EXCERPT
Kubernetes liveness probes determine whether your pods are running normally. Setting up these probes helps you check whether your workloads are healthy. They can identify application instances that have entered a failed state, even when the pod that contains the instance appears to be operational.
Kubernetes automatically monitors your pods and restarts them when failures are detected. This handles issues where your application crashes, terminating its process and emitting a non-zero exit code. Not all issues exhibit this behavior, though. Your application could have lost its database connection, or be experiencing timeouts while communicating with a third-party service. In these situations, the pod will look from the outside like it’s running, but users won’t be able to access the application within.
Liveness probes are a mechanism for indicating your application’s internal health to the Kubernetes control plane. Kubernetes uses liveness probes to detect issues within your pods. When a liveness check fails, Kubernetes restarts the container in an attempt to restore your service to an operational state.
In this article, we’ll explore when liveness probes should be used, how you can create them, and some best practices to be aware of as you add probes to your cluster.

STATED GOAL 1
Retype the passage on Kubernetes liveness probes, starting at the words "Kubernetes liveness probes" and ending after "the application within.".
STATED GOAL 2
Summarize the passage on Kubernetes liveness probes in two sentences.
STATED GOAL 3
Write what comes next in the passage on Kubernetes liveness probes, picking up after its last sentence.

INFORMATION SHOWN
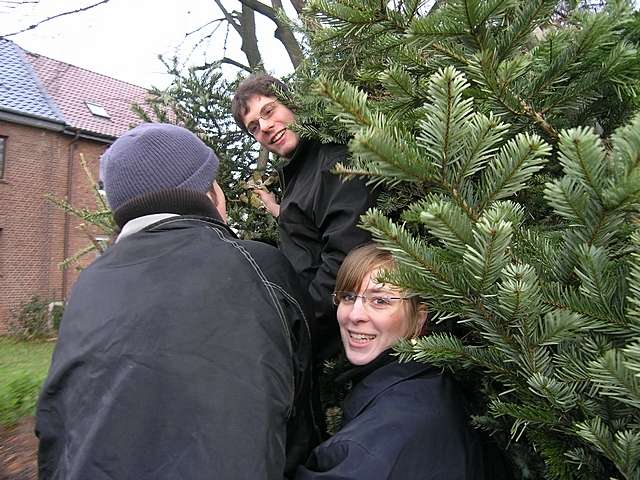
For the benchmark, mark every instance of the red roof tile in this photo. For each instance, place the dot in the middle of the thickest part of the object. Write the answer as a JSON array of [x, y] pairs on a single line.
[[70, 87]]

FINAL RESULT 1
Kubernetes liveness probes determine whether your pods are running normally. Setting up these probes helps you check whether your workloads are healthy. They can identify application instances that have entered a failed state, even when the pod that contains the instance appears to be operational.
Kubernetes automatically monitors your pods and restarts them when failures are detected. This handles issues where your application crashes, terminating its process and emitting a non-zero exit code. Not all issues exhibit this behavior, though. Your application could have lost its database connection, or be experiencing timeouts while communicating with a third-party service. In these situations, the pod will look from the outside like it’s running, but users won’t be able to access the application within.

FINAL RESULT 2
Kubernetes restarts pods whose applications crash, but some failures, such as a lost database connection or timeouts with a third-party service, leave a pod looking like it's running while users can't reach the application. Liveness probes report an application's internal health to the Kubernetes control plane, and when a check fails, Kubernetes restarts the container to try to restore the service.

FINAL RESULT 3
Why do liveness probes matter?
Liveness probes enhance Kubernetes’ ability to manage workloads on your behalf. Without probes, you need to manually monitor your pods to distinguish which application instances are healthy and which are not. This becomes time-consuming and error-prone when you’re working with hundreds or thousands of pods.
Allowing unhealthy pods to continue without detection degrades your service’s stability over time. Pods that are silently failing as they age, perhaps due to race conditions, deadlocks, or corrupted caches, will gradually reduce your service’s capacity to handle new requests. Eventually, your entire pod fleet could be affected, even though all the containers report as running.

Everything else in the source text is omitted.